Point localization data:
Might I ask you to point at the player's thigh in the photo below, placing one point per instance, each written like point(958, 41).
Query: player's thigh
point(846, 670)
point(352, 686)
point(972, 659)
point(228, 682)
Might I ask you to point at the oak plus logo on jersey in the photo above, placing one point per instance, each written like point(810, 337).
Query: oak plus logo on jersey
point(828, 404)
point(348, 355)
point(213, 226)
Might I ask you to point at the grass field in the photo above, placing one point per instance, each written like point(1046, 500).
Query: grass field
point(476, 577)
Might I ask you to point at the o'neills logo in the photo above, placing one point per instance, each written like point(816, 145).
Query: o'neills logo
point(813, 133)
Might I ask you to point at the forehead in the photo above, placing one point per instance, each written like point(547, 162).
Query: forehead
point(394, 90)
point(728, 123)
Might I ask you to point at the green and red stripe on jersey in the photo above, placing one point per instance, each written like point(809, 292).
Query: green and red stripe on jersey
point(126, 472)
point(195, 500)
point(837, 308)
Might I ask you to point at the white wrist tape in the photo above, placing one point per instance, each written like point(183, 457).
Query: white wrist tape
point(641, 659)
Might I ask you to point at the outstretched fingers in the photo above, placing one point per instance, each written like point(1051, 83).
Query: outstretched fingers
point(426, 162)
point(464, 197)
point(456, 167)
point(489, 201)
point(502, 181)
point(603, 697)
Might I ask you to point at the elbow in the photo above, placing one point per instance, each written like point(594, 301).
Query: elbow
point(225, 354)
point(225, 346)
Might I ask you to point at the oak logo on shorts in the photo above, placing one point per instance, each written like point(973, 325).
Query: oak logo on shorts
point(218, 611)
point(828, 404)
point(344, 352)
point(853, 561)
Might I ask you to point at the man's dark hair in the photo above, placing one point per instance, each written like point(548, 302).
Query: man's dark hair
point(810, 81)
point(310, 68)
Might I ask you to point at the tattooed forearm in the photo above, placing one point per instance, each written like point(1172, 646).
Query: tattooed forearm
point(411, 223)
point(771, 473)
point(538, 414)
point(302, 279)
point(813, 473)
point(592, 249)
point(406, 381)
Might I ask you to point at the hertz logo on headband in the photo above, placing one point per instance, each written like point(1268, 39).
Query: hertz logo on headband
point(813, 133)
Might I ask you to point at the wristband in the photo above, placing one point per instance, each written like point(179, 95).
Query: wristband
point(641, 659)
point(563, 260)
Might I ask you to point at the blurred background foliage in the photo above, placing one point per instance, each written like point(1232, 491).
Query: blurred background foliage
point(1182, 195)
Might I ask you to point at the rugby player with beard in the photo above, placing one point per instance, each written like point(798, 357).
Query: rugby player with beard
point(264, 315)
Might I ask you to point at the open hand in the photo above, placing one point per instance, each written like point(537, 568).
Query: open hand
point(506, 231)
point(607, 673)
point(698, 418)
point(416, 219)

▶ _TASK TO CARRY OUT_
Please write out each entry shown above exactly as given.

▶ _SOLUTION TO THE PROBLEM_
Might I ask you to point at the player's thigh in the photo below, placing one point per instance, each written like point(958, 41).
Query: player's thigh
point(846, 670)
point(352, 686)
point(972, 659)
point(228, 682)
Might I ask you to point at the oak plus logo on jersey in the photo above, placing one point per instance, each written like point(810, 337).
Query: oak plus logo on jersey
point(828, 404)
point(348, 355)
point(213, 226)
Might I ask you to point at the grass field in the photo above, placing one point per instance, each written like point(1046, 500).
Query: grass field
point(476, 577)
Might I ask you to point at the o'neills logo in the photo above, placing one point per instance, each written like point(816, 145).
Query: o'neills logo
point(813, 133)
Might I ask you to point at the forehead in the photo above, placing one point per instance, each written like point(547, 162).
Query: forehead
point(394, 90)
point(728, 123)
Might I ask you to point at the green and red stripe on jersey in the photo above, placing one point per instance, each written like point(809, 292).
Query: green and red stripe on jersey
point(126, 472)
point(195, 500)
point(837, 308)
Might I ask you to point at the white wrist tape in the photo above, placing one point per instance, each written like point(183, 457).
Query: white wrist tape
point(641, 659)
Might I ask you to point at the outstretched fingers in the photo above, placing one point per instance, each written like point(1051, 83).
Query: outstretched fingers
point(426, 162)
point(464, 197)
point(456, 167)
point(489, 201)
point(502, 181)
point(603, 697)
Might I ask you to point at the elbow in the photo above, placing one point per instance, each written like point(594, 301).
Query: elbow
point(225, 354)
point(225, 346)
Might I ask you to point at the oak logo on shorts in the photo above, placing one point per instance, each written like point(973, 325).
Query: oak logo on shorts
point(218, 611)
point(828, 404)
point(344, 352)
point(853, 561)
Might I ask you to point at the man's dark hair in the photo above, placing one point per instance, each written like point(548, 302).
Query: man's dark hair
point(810, 81)
point(310, 68)
Might I ask you to point at the tattooed forearm in the photo above, placing one point per instance, each written like point(1172, 646).
Query: tattooed forearm
point(411, 223)
point(771, 473)
point(538, 414)
point(302, 279)
point(813, 473)
point(592, 249)
point(406, 381)
Might I ask you to point at the hertz logo on headband in the photo above, placing one point per instance, each written like point(1268, 39).
Query: hertz logo on headband
point(813, 133)
Might I ask you to point at the wristband in the photo above, placing one point per instance, each written like point(179, 95).
Query: wristband
point(641, 659)
point(563, 260)
Might I ask you to point at the blurred background foliage in the photo above, placing one point per instance, each written like point(1232, 491).
Query: blurred background foliage
point(1182, 195)
Might I ask you to point at the rugby player with beard in the photo above, placing one point per instance, each written like point(798, 357).
Query: rugby player with beard
point(264, 315)
Might I ask you to point at the open hand in the photo above, placing one point per instance, each written like point(537, 568).
Query: open hand
point(506, 231)
point(607, 673)
point(698, 418)
point(416, 219)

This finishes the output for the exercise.